Exercise text
::::
# [OFFICIAL] MMA Awards 2008 - Fight of the Year



## plazzman (Mar 29, 2007)

*2008 Fight of the Year*


*
Miguel Torres vs. Yoshihiro Maeda*

[DM]x7u6cn[/dm]


*
Eddie Alvarez vs. Joachim Hansen*

[dm]x5ehzq[/dm]


*Georges St. Pierre vs. Jon Fitch*

*Watch Here*

*Urijah Faber vs. Jens Pulver*
*
Watch Here*
*
Frank Shamrock vs. Cung Le*





Sorry for terrible video​


----------



## Wise (Oct 8, 2006)

Joachim vs Eddie all the way imo.


----------



## ThaFranchise (Dec 24, 2007)

Hansen vs Alverez was so worth stayin up til 3 in the morning for.


----------



## Damone (Oct 1, 2006)

Mishima vs Imanari 2 was the best fight of 2008.

Ugh, Faber vs Pulver? GSP vs Fitch? You disappoint me, plazzman.


----------



## GMW (Nov 15, 2006)

GSP vs Fitch, I went by enjoyment and I liked more than anything just about evah.


----------



## MLS (Jul 18, 2007)

Plazz,

for Torres/Maeda you have Torres/Bebe


----------



## MJB23 (Jan 26, 2007)

Even though plazz has the wrong video up for it Maeda/Torres is FOTY.


----------



## plazzman (Mar 29, 2007)

Damone said:


> Mishima vs Imanari 2 was the best fight of 2008.
> 
> Ugh, Faber vs Pulver? GSP vs Fitch? You disappoint me, plazzman.


Technically I didnt vote, but if I did, I would have probably either went with Aoki/Uno, Ishida/Uno, Jung/Ishida or Tokoro/Nakamura

But yeah, how many people have even seen that?


MLS said:


> Plazz,
> 
> for Torres/Maeda you have Torres/Bebe


Shit, well I couldn't find another video, so I ripped this from the fighters section. Feel free to find a better one.


----------



## MJB23 (Jan 26, 2007)

I could only find Torres/Maeda starting from halfway through the second round. 

I put it in the original post.


----------



## Wise (Oct 8, 2006)

Damone said:


> Mishima vs Imanari 2 was the best fight of 2008.
> 
> Ugh, Faber vs Pulver? GSP vs Fitch? You disappoint me, plazzman.


I can see maybe the third round being candidate for like round of the year or something, since it was pretty crazy when they were tied up and Imanari is kicking him in the face, then holding out on the heel hook as the fight ended.

Not sure about the whole fight though. Round 1 and 2 didnt really seem all that special to me.


----------



## DJ Syko (Jan 6, 2008)

Alvarez/Hansen was just an awesome fight from start to finish, it just never seemed to slow down and was the Birth of new star.

I thought the Alvarez/Kawajiri fight would of got a mention.


----------



## FunkYou (Apr 22, 2007)

Maeda / Torres out of those for sure.


----------



## _RIVAL_ (Mar 7, 2008)
::::
Information supplied
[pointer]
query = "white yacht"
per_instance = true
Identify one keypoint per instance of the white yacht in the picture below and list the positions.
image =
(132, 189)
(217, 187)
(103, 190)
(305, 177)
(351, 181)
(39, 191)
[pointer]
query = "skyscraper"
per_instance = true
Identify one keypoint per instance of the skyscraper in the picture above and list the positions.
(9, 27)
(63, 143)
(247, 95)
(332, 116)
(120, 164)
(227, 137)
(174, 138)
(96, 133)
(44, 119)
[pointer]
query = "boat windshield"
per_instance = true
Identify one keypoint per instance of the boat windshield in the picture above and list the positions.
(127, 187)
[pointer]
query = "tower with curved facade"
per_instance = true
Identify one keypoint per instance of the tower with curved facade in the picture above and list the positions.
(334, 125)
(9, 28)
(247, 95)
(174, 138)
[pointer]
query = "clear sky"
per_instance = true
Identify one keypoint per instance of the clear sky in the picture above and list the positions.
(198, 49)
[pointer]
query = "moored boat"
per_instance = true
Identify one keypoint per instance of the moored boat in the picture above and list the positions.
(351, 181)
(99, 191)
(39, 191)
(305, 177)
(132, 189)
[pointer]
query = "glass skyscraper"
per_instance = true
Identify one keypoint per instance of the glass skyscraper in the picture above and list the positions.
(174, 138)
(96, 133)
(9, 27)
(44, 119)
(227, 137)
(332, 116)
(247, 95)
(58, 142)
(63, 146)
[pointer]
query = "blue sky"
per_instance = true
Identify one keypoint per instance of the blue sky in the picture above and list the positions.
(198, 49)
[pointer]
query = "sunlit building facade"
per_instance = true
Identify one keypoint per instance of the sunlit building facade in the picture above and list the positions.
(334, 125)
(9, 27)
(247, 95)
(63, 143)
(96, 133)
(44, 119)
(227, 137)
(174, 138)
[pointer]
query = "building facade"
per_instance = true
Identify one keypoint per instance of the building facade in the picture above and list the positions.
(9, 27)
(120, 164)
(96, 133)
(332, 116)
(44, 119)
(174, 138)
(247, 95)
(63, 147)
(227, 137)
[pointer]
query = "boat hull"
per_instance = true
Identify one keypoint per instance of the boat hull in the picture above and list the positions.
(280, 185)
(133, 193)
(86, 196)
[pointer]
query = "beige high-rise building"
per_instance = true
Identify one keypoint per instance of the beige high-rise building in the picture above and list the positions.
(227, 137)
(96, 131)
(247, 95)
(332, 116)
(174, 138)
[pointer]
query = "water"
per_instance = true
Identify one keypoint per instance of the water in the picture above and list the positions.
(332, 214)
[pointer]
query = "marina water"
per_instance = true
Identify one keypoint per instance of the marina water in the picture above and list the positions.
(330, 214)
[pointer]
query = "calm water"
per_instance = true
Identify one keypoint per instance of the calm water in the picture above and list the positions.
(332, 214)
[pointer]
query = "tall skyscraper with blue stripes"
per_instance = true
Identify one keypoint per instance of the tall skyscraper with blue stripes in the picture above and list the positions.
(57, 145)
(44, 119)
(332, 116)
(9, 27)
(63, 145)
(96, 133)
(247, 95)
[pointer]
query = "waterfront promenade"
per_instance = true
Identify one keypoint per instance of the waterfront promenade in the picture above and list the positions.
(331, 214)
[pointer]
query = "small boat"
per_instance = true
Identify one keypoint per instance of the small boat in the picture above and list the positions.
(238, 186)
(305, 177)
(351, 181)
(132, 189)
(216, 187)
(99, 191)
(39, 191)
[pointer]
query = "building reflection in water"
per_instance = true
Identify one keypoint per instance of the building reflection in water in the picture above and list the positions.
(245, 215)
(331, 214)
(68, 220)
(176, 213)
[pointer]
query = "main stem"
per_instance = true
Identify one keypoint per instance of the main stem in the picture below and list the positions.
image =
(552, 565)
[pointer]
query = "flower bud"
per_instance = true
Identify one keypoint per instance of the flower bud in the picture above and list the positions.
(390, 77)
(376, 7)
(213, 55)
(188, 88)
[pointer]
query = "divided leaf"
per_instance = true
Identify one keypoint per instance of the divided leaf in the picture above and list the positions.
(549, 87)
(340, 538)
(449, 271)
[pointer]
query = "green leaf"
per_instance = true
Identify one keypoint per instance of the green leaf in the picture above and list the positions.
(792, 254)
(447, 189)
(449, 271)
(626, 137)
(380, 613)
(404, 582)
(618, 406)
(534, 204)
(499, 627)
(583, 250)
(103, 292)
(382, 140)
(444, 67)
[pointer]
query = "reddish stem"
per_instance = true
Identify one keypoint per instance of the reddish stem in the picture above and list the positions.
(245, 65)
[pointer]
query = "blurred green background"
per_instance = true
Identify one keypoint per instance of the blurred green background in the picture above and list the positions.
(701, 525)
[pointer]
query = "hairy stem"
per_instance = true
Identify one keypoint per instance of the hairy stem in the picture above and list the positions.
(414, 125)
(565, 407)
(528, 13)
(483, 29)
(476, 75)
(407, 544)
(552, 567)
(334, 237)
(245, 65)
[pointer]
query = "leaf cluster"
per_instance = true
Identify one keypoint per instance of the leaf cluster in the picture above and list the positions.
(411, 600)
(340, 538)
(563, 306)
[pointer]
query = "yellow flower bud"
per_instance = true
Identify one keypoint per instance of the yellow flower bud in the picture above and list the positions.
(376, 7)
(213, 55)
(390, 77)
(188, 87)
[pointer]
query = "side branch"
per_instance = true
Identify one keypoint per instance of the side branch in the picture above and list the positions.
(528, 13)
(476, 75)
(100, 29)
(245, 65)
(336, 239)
::::
Aim of the task
Retype the part of the forum thread from "I can see maybe" up to and including "of new star.", keeping every word and mark the same.

Response box
I can see maybe the third round being candidate for like round of the year or something, since it was pretty crazy when they were tied up and Imanari is kicking him in the face, then holding out on the heel hook as the fight ended.

Not sure about the whole fight though. Round 1 and 2 didnt really seem all that special to me.


----------



## DJ Syko (Jan 6, 2008)

Alvarez/Hansen was just an awesome fight from start to finish, it just never seemed to slow down and was the Birth of new star.